### [Entries from a point annotation set]
- - - - -

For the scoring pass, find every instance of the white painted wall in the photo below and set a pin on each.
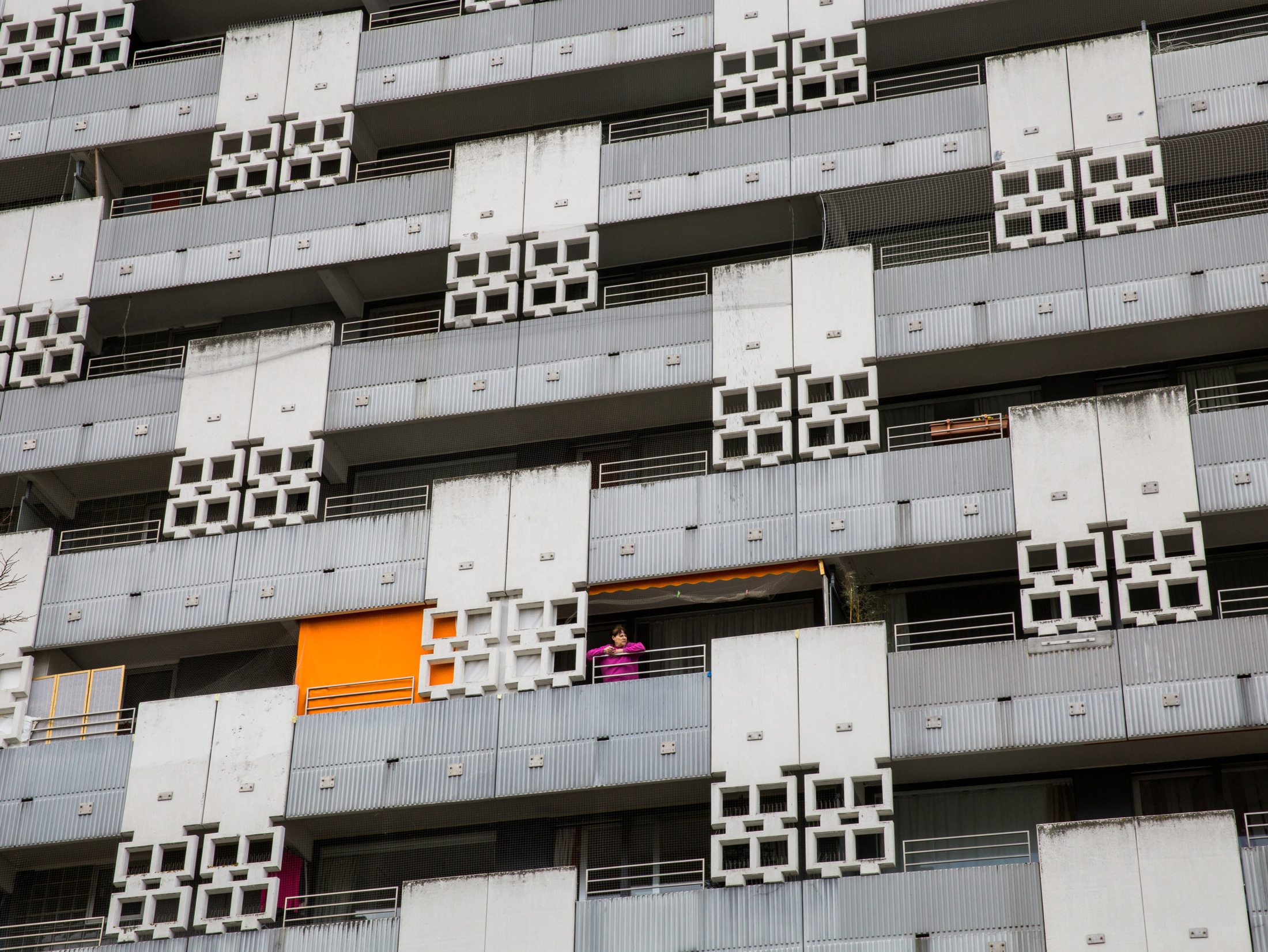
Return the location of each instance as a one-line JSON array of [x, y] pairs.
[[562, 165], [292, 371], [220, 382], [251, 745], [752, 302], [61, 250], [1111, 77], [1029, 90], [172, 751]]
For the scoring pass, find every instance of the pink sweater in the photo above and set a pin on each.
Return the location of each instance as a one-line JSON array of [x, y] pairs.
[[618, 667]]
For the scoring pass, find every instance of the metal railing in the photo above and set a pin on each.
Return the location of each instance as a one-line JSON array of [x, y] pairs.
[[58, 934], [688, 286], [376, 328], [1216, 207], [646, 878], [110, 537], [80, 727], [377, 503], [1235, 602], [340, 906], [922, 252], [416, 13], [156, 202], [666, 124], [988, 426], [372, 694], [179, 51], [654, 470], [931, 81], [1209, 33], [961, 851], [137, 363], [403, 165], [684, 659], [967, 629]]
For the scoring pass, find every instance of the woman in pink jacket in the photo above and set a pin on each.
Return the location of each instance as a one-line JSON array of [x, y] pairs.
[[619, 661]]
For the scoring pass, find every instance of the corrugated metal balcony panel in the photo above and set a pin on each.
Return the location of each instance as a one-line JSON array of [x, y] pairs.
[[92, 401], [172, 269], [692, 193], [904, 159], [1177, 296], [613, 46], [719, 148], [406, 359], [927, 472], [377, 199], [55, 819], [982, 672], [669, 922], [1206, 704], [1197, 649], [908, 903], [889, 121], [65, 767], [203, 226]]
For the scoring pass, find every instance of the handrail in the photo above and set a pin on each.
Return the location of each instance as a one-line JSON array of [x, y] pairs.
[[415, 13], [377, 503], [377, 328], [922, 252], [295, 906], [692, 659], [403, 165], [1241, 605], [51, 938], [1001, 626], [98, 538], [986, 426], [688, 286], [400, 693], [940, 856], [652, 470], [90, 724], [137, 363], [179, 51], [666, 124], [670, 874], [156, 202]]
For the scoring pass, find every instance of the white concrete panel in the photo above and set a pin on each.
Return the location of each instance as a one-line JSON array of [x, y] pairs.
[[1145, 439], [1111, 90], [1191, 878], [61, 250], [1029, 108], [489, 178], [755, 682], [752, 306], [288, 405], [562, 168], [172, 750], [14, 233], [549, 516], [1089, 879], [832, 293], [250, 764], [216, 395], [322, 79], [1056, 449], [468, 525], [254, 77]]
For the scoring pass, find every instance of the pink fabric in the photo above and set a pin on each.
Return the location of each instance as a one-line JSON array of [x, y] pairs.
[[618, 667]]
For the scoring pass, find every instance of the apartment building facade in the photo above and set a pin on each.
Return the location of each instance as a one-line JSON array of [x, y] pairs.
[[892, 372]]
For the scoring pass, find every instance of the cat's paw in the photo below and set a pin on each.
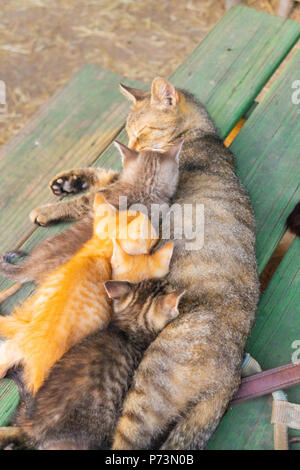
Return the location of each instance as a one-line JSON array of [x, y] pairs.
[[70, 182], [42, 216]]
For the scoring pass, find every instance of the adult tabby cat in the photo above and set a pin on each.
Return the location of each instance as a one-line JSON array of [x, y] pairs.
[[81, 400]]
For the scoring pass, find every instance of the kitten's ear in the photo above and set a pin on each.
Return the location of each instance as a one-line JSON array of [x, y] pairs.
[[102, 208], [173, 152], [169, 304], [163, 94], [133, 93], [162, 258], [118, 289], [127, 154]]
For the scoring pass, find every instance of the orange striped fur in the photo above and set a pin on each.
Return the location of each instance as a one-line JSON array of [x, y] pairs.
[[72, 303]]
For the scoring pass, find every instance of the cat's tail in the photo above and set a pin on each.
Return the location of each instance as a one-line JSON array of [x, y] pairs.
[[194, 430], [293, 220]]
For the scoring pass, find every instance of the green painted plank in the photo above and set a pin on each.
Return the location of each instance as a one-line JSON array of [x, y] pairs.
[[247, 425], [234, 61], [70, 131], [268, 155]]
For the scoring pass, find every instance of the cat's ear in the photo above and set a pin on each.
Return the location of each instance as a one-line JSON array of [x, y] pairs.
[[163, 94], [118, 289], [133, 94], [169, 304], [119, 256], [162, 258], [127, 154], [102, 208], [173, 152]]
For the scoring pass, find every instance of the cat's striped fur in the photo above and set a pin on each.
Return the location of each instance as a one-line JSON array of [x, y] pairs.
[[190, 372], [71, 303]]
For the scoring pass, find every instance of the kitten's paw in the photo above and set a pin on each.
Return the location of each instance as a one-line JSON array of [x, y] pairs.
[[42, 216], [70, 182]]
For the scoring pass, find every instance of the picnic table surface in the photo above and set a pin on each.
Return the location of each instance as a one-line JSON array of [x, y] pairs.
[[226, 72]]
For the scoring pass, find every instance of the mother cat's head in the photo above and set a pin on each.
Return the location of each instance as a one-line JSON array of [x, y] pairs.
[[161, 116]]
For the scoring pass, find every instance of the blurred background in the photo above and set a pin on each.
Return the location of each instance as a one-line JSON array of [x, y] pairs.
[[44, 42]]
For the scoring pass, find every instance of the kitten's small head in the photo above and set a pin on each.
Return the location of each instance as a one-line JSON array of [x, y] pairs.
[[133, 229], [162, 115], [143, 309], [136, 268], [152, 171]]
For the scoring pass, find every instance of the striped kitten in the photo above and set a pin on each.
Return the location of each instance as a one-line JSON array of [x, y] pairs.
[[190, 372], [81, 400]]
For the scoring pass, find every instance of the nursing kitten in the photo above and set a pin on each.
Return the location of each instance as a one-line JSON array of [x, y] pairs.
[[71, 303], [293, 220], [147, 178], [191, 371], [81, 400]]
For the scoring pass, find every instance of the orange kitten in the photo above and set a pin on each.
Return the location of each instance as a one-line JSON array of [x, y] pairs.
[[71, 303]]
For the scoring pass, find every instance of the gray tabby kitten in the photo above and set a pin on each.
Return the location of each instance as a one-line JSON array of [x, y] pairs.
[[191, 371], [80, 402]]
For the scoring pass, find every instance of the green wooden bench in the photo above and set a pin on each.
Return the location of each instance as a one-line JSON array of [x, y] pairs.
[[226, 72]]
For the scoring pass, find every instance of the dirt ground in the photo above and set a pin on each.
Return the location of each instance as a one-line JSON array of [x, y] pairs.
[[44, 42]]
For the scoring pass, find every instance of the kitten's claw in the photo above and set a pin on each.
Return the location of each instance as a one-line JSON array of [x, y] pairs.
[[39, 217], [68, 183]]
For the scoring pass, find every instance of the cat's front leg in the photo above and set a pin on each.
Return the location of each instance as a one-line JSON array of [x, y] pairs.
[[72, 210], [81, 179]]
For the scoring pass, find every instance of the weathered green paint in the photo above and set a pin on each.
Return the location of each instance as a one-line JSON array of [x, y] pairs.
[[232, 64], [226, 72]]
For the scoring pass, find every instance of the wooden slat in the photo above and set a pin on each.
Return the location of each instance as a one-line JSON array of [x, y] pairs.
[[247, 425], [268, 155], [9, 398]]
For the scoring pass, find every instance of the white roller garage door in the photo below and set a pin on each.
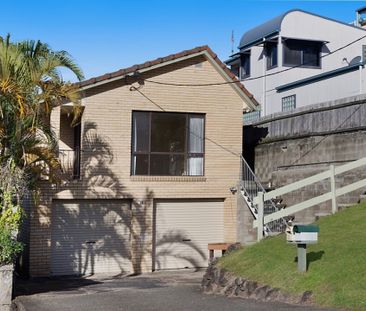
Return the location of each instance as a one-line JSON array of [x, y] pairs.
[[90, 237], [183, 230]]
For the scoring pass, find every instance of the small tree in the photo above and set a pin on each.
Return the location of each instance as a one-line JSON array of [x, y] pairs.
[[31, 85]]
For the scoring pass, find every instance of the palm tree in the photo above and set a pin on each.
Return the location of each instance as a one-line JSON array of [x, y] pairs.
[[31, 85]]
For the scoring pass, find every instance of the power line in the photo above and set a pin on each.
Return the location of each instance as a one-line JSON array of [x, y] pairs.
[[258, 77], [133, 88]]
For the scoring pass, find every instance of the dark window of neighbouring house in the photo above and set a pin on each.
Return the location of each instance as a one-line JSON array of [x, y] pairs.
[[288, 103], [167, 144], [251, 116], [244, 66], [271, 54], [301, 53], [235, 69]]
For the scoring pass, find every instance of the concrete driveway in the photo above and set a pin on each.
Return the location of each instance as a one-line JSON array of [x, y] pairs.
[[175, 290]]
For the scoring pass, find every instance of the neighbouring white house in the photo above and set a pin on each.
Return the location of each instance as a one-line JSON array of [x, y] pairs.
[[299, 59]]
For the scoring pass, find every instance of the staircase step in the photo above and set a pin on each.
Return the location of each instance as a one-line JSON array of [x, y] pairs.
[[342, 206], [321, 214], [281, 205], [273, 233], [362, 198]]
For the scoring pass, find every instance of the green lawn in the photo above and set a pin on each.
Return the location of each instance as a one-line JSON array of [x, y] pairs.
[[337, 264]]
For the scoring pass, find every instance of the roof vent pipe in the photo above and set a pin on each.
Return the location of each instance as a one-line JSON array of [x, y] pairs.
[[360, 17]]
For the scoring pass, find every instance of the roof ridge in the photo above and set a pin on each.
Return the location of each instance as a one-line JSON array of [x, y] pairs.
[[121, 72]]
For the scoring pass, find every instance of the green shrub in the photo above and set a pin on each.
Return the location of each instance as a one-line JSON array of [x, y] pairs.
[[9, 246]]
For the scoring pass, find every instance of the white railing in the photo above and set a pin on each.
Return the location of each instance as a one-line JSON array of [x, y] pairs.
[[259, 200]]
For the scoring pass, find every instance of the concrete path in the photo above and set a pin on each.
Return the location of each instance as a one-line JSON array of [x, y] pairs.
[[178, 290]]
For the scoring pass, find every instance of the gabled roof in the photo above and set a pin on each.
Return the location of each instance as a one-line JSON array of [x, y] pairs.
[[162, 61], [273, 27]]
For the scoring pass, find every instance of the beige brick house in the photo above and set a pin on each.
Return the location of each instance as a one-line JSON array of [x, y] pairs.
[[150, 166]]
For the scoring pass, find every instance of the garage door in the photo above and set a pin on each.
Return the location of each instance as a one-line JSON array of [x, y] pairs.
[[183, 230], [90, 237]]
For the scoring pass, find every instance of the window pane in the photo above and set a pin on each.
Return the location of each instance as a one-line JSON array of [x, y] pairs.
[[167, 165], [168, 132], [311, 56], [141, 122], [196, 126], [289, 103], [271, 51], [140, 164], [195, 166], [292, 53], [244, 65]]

- - - - -

### [Problem]
Render the stretch of the records from the start through the line containing "874], [156, 202]]" as a numbered list, skipping blank lines. Omit the pictures.

### [Problem solution]
1. For the scoring pass, find every instance of the white painted wall in the photo below and set a pin on each.
2. Return the location of each instance as a one-line JSON array of [x, y] pairs.
3. [[562, 165], [292, 371], [220, 382], [251, 745], [752, 302], [61, 250], [1111, 77], [1029, 90], [172, 751]]
4. For the scoring pass, find every instance of the pink sweater in the photo above and set a pin on each.
5. Return the location of each instance as a one-line JSON array of [x, y] pairs.
6. [[618, 667]]
7. For the scoring pass, find every instance of the metal railing in the photo above and set a pin on each.
8. Return the location of each instance as a one-line JSON array of [x, y] pairs.
9. [[58, 934], [688, 286], [376, 328], [1216, 207], [646, 878], [110, 537], [80, 727], [377, 503], [1235, 602], [340, 906], [922, 252], [416, 13], [156, 202], [666, 124], [988, 426], [372, 694], [179, 51], [654, 470], [931, 81], [1209, 33], [961, 851], [137, 363], [403, 165], [684, 659], [967, 629]]
10. For the scoring pass, find every instance of the woman in pink jacket in the photo above and set a pin on each.
11. Return the location of each instance as a one-line JSON array of [x, y] pairs.
12. [[619, 661]]
13. For the scoring pass, find every instance of the corrugated metal balcony panel in the photo above and set a pin on each.
14. Return the location of each instance as a one-line JSON array of [x, y] pairs.
15. [[92, 401], [172, 269], [692, 193], [904, 159], [1177, 296], [613, 46], [719, 148], [406, 359], [927, 472], [377, 199], [55, 819], [982, 672], [669, 922], [1206, 704], [1197, 649], [908, 903], [889, 121], [65, 767], [203, 226]]
16. For the scoring pass, find every instance of the handrail in the photo above and set a pin on each.
17. Return the location of each instance as a one-line JSON array of [x, y] pairs.
18. [[415, 13], [377, 503], [377, 328], [922, 252], [295, 906], [692, 659], [403, 165], [1241, 605], [51, 938], [1001, 626], [98, 538], [986, 426], [688, 286], [400, 693], [940, 856], [652, 470], [90, 724], [137, 363], [179, 51], [666, 124], [670, 874], [156, 202]]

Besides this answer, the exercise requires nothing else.